▶ _Work to be completed_: Report every line below that holds the word "crowd".

== Segment start ==

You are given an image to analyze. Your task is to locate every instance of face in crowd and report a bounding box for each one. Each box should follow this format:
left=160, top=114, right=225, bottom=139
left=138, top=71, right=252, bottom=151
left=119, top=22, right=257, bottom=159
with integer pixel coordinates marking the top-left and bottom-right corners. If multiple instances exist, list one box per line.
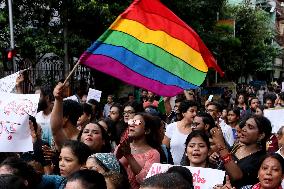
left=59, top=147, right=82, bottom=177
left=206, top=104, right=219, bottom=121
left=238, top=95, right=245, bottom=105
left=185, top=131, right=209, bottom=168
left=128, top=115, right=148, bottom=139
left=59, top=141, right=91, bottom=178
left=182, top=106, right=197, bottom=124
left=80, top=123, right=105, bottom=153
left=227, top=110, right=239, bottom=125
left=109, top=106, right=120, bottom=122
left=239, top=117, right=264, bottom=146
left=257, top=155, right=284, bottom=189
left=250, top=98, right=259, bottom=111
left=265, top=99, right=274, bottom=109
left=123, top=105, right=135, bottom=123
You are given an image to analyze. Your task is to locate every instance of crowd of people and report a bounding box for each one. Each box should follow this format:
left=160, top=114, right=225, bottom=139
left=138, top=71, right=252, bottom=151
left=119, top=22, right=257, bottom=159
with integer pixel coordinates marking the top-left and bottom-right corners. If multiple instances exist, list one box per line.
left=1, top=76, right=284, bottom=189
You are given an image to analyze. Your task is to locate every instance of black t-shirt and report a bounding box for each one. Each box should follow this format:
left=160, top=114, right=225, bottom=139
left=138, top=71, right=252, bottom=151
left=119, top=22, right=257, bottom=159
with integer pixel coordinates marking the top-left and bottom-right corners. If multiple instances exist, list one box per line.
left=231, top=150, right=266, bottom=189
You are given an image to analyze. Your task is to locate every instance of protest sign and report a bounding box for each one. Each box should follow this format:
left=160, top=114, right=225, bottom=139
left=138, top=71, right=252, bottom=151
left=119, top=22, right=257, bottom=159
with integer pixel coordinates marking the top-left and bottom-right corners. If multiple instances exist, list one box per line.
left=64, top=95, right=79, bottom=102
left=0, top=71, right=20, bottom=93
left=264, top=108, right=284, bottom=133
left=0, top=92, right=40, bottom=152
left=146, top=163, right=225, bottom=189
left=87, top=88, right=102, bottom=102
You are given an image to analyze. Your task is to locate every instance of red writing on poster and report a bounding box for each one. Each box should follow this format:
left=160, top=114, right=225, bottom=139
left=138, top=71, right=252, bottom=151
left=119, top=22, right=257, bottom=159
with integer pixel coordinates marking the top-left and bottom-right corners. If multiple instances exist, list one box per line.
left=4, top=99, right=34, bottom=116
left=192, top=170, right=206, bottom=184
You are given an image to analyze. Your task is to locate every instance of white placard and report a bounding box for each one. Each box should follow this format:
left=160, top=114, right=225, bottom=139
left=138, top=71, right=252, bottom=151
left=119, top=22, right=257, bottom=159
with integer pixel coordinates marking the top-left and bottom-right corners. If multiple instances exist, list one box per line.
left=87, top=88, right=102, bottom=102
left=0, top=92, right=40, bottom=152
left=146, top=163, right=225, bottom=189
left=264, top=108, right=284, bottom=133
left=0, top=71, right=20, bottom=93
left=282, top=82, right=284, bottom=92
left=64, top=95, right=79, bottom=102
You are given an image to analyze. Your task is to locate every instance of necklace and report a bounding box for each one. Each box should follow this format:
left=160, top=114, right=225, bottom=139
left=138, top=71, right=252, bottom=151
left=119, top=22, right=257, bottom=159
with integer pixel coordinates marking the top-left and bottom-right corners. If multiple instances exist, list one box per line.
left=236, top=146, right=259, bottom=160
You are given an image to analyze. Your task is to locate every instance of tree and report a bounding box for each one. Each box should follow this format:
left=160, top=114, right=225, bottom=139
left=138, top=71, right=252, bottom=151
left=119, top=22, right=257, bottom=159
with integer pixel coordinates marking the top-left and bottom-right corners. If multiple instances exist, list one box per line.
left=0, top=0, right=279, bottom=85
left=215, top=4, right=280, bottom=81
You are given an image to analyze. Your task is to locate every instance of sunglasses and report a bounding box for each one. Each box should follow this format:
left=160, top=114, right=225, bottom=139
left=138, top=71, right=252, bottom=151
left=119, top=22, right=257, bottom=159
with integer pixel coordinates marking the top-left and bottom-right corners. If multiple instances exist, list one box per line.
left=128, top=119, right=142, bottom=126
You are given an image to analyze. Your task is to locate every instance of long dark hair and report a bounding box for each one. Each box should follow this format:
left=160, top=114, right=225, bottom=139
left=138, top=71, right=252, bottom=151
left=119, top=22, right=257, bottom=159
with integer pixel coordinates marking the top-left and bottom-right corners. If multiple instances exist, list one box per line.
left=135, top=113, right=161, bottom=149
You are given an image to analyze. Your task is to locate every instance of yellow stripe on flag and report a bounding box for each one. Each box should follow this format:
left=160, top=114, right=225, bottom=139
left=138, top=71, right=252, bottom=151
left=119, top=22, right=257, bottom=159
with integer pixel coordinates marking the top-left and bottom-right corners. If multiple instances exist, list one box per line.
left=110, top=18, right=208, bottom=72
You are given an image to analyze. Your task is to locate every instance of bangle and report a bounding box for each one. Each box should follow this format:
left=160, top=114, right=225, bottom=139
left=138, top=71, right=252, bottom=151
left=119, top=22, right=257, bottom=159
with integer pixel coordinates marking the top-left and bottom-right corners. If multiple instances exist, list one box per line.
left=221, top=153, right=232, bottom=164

== Segment end ==

▶ _Your solution_:
You are given an image to analyze. Your task is to locate every instance of face in crowd and report a bounding box for each one. Each box should follow this format:
You are given an image to analyze. Your task is to locate every instance of crowd of people and report a bounding box for each one. Each box should follow this format:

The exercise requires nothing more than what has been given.